* REQUIRED ACTION A *
Please extract the part of the passage on distributed RDF querying starting with "Beside the earlier" and going on through "purely theoretical nature.".
* REQUIRED ACTION B *
Write what comes next in the passage on distributed RDF querying, picking up after its final sentence.

───── TEXT PROVIDED

Beside the earlier listed shortcomings of the automatic query generators, these generators operate over the data sources given in advance, and have no ability to include other data sources without statistical calculations or global mapping. Also, they cannot handle the same data source over repositories simultaneously, where it has different predicates and connections. The only solution which explicitly deals with the integrated querying of distributed RDF repositories is described in [44]. Stuckenschmidt et. al theoretically described how to extend the Sesame RDF [10] repository to support distributed SeRQL queries over multiple Sesame RDF repositories. They use a special index structure to determine the relevant sources for a query. However, this approach is of a purely theoretical nature.

──────────
───── RAW DATA

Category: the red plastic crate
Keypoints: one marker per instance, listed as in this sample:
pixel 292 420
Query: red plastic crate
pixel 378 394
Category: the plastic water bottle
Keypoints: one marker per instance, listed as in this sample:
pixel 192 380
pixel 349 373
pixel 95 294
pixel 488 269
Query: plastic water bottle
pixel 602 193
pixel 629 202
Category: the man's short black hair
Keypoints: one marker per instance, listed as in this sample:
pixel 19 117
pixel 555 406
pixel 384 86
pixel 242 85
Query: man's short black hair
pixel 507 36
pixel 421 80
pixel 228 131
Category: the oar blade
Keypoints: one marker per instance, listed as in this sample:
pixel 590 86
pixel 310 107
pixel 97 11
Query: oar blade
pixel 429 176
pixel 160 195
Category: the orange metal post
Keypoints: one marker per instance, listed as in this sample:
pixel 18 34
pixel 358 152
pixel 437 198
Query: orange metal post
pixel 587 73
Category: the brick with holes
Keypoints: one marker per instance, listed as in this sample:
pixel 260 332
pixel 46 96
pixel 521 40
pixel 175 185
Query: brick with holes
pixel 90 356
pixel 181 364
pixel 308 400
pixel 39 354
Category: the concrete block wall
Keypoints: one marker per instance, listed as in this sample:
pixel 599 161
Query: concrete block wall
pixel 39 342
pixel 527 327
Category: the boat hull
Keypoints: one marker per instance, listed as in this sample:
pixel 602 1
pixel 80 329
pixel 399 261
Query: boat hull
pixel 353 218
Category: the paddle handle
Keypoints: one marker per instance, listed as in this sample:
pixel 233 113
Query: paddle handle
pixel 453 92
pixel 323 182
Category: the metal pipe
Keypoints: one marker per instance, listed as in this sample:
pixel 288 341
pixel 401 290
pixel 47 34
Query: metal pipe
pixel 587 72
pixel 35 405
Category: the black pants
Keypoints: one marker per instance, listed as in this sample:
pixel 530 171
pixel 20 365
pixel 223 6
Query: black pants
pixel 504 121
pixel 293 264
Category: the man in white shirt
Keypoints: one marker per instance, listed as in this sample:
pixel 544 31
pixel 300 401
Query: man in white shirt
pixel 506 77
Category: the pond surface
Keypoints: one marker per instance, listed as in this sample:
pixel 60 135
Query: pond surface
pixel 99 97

──────────

* RESULT A *
Beside the earlier listed shortcomings of the automatic query generators, these generators operate over the data sources given in advance, and have no ability to include other data sources without statistical calculations or global mapping. Also, they cannot handle the same data source over repositories simultaneously, where it has different predicates and connections. The only solution which explicitly deals with the integrated querying of distributed RDF repositories is described in [44]. Stuckenschmidt et. al theoretically described how to extend the Sesame RDF [10] repository to support distributed SeRQL queries over multiple Sesame RDF repositories. They use a special index structure to determine the relevant sources for a query. However, this approach is of a purely theoretical nature.

* RESULT B *
On the other hand, many existing applications provide a user-friendly interface for exploring bioinformatics data sources and allow users to intuitively create and perform Federated SPARQL queries, since SPARQL has a complex syntax. These applications can create useful queries which follows from the fact that the user follows the imposed steps through the interface, selects the relevant data sources (endpoints), predicates and subjects/objects, thus making room for decisions on how to connect these single pieces into a query by using the expert knowledge. Examples of such applications are: GoWeb [19], SPARQLGraph [43], Smart [17], BioQueries [24], BioSearch [28] etc. These applications were designed for the visual creation, editing and execution of biological SPARQL queries. PIBAS FedSPARQL [20] is an application that also runs Federated SPARQL queries for several bioinformatics topics. In this application the user has to navigate through the system and select query parts. As an advanced feature, PIBAS FedSPARQL provides the possibility of detecting similar data using results of predefined queries as an input.
However, all these applications are based on personal experience and affinities, while the drawbacks of some applications are also reflected in the impossibility of adding new datasets and in the supporting of a small number of specific endpoints. The SpecINT framework requires less human interventions, since the relevant data sources are selected by using the graph eigenvectors which show envious accurate results. Our approach gives more general answers to researchers who are not familiar with the SPARQL syntax and repositories organization.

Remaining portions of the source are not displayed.